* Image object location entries
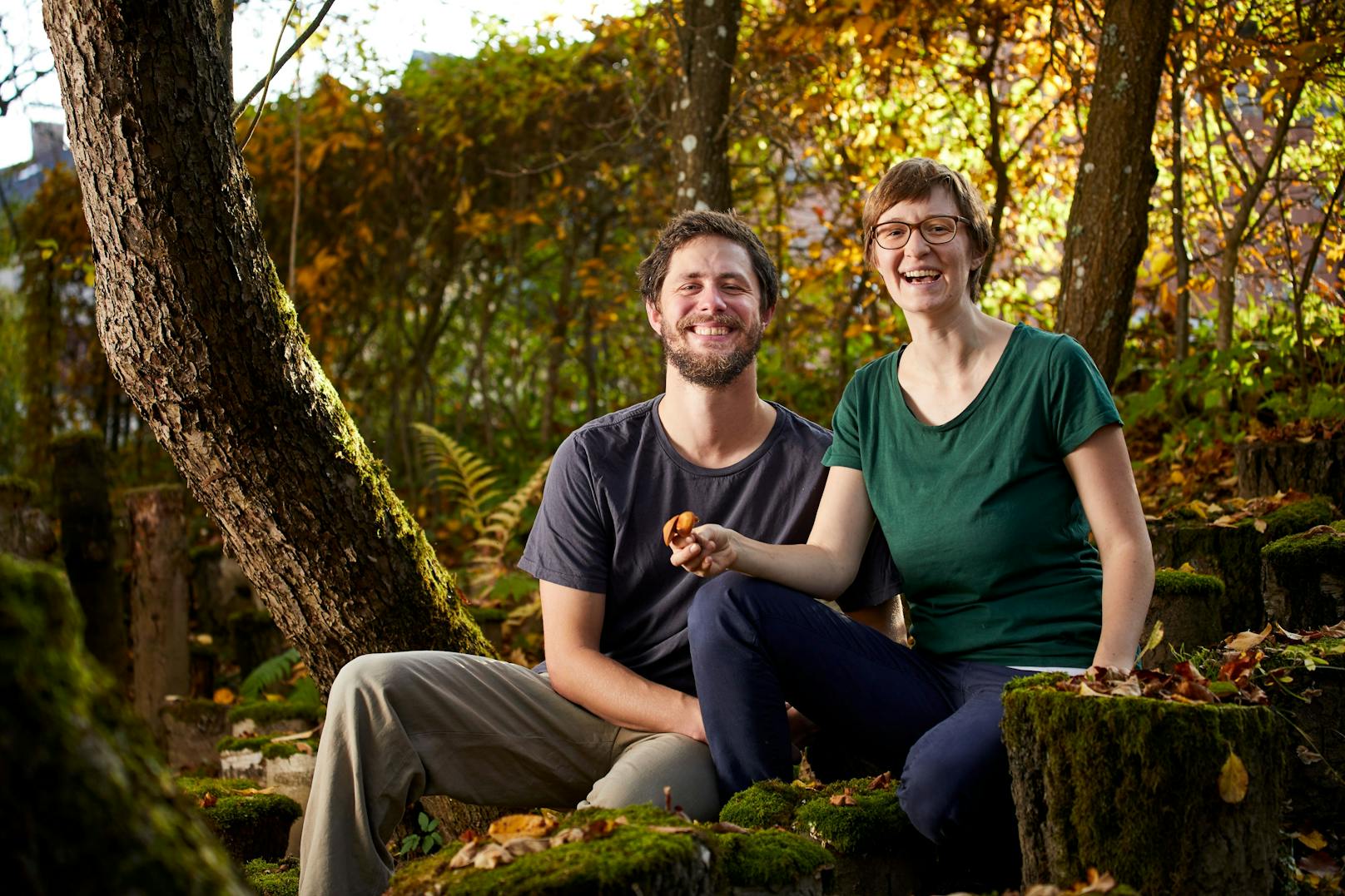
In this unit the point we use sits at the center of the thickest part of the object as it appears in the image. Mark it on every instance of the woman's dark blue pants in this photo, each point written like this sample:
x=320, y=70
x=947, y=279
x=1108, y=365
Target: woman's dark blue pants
x=757, y=646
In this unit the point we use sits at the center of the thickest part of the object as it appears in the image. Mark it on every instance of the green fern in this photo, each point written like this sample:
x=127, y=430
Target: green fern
x=467, y=479
x=268, y=673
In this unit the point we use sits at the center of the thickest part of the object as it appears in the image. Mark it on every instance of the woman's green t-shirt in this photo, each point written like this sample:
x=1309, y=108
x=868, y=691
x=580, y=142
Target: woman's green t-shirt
x=980, y=514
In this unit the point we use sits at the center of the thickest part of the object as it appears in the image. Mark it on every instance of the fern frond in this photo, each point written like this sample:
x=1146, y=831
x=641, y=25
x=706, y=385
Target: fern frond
x=469, y=481
x=268, y=673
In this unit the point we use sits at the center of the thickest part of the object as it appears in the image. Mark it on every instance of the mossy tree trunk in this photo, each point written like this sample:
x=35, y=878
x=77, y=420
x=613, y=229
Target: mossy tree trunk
x=1109, y=220
x=201, y=335
x=87, y=808
x=80, y=481
x=1131, y=786
x=159, y=597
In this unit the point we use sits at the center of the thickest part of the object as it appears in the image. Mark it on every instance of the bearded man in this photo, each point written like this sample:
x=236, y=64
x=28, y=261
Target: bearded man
x=611, y=719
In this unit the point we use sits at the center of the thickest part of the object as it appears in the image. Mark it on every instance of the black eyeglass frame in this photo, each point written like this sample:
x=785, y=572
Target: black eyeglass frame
x=919, y=225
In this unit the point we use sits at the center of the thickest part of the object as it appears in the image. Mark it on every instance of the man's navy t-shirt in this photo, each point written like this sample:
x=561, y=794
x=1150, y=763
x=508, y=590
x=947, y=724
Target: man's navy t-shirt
x=618, y=479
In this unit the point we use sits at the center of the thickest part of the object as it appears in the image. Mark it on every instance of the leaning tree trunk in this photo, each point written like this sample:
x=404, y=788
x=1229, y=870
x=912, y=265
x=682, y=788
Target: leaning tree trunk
x=205, y=340
x=1109, y=218
x=707, y=38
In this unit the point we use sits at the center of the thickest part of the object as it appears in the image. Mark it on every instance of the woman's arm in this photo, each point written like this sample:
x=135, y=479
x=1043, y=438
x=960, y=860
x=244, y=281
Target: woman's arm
x=823, y=567
x=1100, y=470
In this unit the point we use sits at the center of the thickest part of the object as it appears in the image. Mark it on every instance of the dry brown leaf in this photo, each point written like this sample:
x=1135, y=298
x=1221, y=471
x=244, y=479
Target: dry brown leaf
x=1233, y=780
x=510, y=826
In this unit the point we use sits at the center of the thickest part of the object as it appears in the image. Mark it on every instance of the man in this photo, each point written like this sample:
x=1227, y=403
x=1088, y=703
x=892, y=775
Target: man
x=613, y=719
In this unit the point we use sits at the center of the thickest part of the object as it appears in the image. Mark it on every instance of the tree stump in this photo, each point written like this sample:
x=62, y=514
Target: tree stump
x=1316, y=467
x=1303, y=577
x=159, y=597
x=1188, y=606
x=73, y=754
x=80, y=479
x=1233, y=553
x=24, y=529
x=1131, y=786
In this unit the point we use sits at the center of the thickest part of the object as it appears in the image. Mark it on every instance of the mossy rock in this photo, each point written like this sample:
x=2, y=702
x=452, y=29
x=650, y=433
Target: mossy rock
x=1133, y=786
x=633, y=859
x=73, y=752
x=272, y=879
x=249, y=825
x=1303, y=579
x=1188, y=604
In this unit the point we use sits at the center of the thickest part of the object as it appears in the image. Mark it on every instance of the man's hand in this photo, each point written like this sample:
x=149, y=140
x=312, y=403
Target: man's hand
x=707, y=551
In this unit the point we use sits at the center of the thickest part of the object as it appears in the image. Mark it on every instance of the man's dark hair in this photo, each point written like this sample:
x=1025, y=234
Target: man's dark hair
x=690, y=225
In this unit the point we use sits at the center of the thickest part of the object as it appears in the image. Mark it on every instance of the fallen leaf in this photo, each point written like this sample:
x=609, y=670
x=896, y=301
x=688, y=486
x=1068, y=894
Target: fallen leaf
x=1313, y=839
x=844, y=798
x=511, y=826
x=1247, y=639
x=1233, y=780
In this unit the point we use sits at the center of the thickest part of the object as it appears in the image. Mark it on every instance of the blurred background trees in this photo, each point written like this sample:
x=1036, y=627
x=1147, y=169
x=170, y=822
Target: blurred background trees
x=467, y=231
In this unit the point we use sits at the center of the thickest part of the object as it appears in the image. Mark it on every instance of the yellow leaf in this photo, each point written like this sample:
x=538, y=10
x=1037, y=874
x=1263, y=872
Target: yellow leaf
x=1233, y=780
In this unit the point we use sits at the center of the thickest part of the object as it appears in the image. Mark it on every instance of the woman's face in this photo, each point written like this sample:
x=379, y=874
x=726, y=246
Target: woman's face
x=925, y=277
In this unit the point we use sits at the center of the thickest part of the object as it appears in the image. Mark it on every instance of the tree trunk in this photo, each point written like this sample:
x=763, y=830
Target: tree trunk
x=1109, y=218
x=707, y=39
x=206, y=344
x=80, y=482
x=159, y=599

* Brief
Output every line of the material above as a numbered list, omitting blank lines and leaving the pictures out of the answer.

* Exercise output
1. In this unit the point we use sits at the center of the thickest part of the object as it appears in the image. Mark it on every instance of the woman's dark blue pants in this photo, each point written like this sample:
2. x=320, y=70
3. x=947, y=279
4. x=1108, y=365
5. Target: woman's dark blue pants
6. x=757, y=646
7. In this unit the point we use sits at the center of the thickest part of the object as it appears in the image. Mark it on every instance of the green fern in this photo, each point written like this sample:
8. x=127, y=430
9. Target: green fern
10. x=467, y=479
11. x=268, y=673
12. In this unit the point we use sits at the center of the thickest part of the object as it appears in the image. Mark it on every instance of the woman's green t-shirt in this photo, each point written like this sample:
13. x=1309, y=108
14. x=868, y=691
15. x=580, y=142
16. Target: woman's green t-shirt
17. x=980, y=514
18. In this unit the point we use sits at the center of the thickest part of the object as it appears in the image. Mark it on every instance of the fern frond in this photo, each point written like this sample:
19. x=1146, y=831
20. x=641, y=25
21. x=706, y=385
22. Target: fern frond
23. x=469, y=481
24. x=268, y=673
25. In this unit the point we use sits at the center of the thickest part of the object as it appears in the image. Mark it on every instance of the mossy tree trunk in this photo, each point written like this sample:
26. x=35, y=878
27. x=77, y=420
28. x=613, y=229
29. Target: mossy tree trunk
30. x=1109, y=220
31. x=201, y=335
32. x=87, y=808
33. x=80, y=481
34. x=1131, y=786
35. x=159, y=597
36. In this unit the point we use sits at the center of the thickest part of the object as it appears in the image. Mark it on every instance of the bearded man in this photo, each point written like this sample:
37. x=236, y=64
38. x=28, y=261
39. Target: bearded man
40. x=611, y=719
41. In this unit the point we use sits at the center of the thickest part of the object as it appears in the image. Mark it on every instance of the black eyeglass frame in this photo, each point written like this sample:
42. x=785, y=572
43. Target: black eyeglass frame
44. x=919, y=225
45. In this unit the point we use sits at the center of the thickest part of the object as it appears in the image. Mark it on every instance of the man's navy t-shirt in this photo, each point written like this sample:
46. x=561, y=794
47. x=1150, y=763
48. x=508, y=590
49. x=947, y=724
50. Target: man's navy t-shirt
51. x=618, y=479
52. In this unit the point we use sits at the center of the thickest part of the object as it appears in the image. Mark it on every instance of the leaning tree trunk in this photo, each point written like this sample:
53. x=404, y=788
54. x=1229, y=870
55. x=912, y=265
56. x=682, y=788
57. Target: leaning tree trunk
58. x=205, y=340
59. x=1109, y=218
60. x=707, y=38
61. In this unit the point we use sits at the center of the thickest part of the object as it appears in the image. Mark it on every instance of the woman's arm in this photo, each point written like this sample:
62. x=135, y=479
63. x=1043, y=438
64. x=960, y=860
65. x=244, y=281
66. Target: woman's arm
67. x=823, y=567
68. x=1100, y=470
69. In this unit the point we use sits at the center of the thickest part of the object as it appears in the image. Mark it on every instance of the dry brown leaf in this photo, each point written like this sample:
70. x=1135, y=298
71. x=1221, y=471
72. x=244, y=479
73. Target: dry brown leaf
74. x=1233, y=780
75. x=510, y=826
76. In this unit the point we use sits at the center of the thickest part of the object as it appears in the image. Mark it on every instance of the man in this photo, each point written like this sample:
77. x=1227, y=403
78. x=1088, y=703
79. x=892, y=775
80. Target: man
81. x=613, y=719
82. In this unit the point we use sits at the center of the thickest part of the object as it appears in the image. Mark it on every instance of the tree stump in this photo, each point written like this sample:
83. x=62, y=514
84. Target: tree stump
85. x=1316, y=467
86. x=1303, y=577
87. x=159, y=597
88. x=1188, y=606
89. x=73, y=754
90. x=80, y=479
91. x=1233, y=553
92. x=24, y=529
93. x=1131, y=786
94. In this unit the point we use sits at the center of the thickest part of the object as it appears in the image. Mark it on every instance of the mossy rock in this photo, each point written like this sample:
95. x=2, y=702
96. x=452, y=29
97. x=650, y=433
98. Target: mossy rock
99. x=1133, y=786
100. x=633, y=859
101. x=73, y=752
102. x=272, y=879
103. x=249, y=825
104. x=1303, y=579
105. x=1188, y=604
106. In this unit the point we use sits at the center of the thickest part of the object as it appears in the image. Mark it on every instance of the man's hand in this photo, each point written like this sample:
107. x=149, y=140
108. x=312, y=403
109. Target: man's hand
110. x=707, y=551
111. In this unit the point we use sits at the center of the thickest part of the object as it appears in the image. Mark it on every instance of the man's dark hair in this photo, each point written like this sample:
112. x=1025, y=234
113. Target: man's dark hair
114. x=690, y=225
115. In this unit the point we use sits at the center of the thickest part of the object as it appears in the image. Mark it on every instance of the fallen leaf in this photo, each point written like this sample:
116. x=609, y=670
117. x=896, y=301
118. x=688, y=486
119. x=1068, y=894
120. Target: fallen leaf
121. x=1313, y=839
122. x=844, y=798
123. x=511, y=826
124. x=1247, y=639
125. x=1233, y=780
126. In this unit the point we use sits at the center of the thickest part of the object as it appears in the image. Mark it on every instance of the blurred background trees in this photo, each point written like this sample:
127. x=1036, y=627
128. x=1147, y=169
129. x=170, y=822
130. Target: blurred background trees
131. x=467, y=231
132. In this unit the point we use sits at the center of the thickest part of the object as it appears in the image. Mark it on every instance of the yellow leaf in this photo, each point written like this sample:
133. x=538, y=10
134. x=1037, y=874
135. x=1263, y=872
136. Target: yellow leaf
137. x=1233, y=780
138. In this unit the point we use sits at the center of the thickest part of the object as it appears in the image. Mark it on every instance of the woman's face in this photo, each point written like this sample:
139. x=379, y=874
140. x=726, y=246
141. Target: woman's face
142. x=925, y=277
143. In this unit the point we use sits at the center of the thickest part of the object as it appears in the image. Mark it on every instance of the tree trunk in this photo, each point written like this sample:
144. x=763, y=830
145. Target: tree trunk
146. x=1109, y=218
147. x=707, y=39
148. x=206, y=344
149. x=80, y=482
150. x=159, y=599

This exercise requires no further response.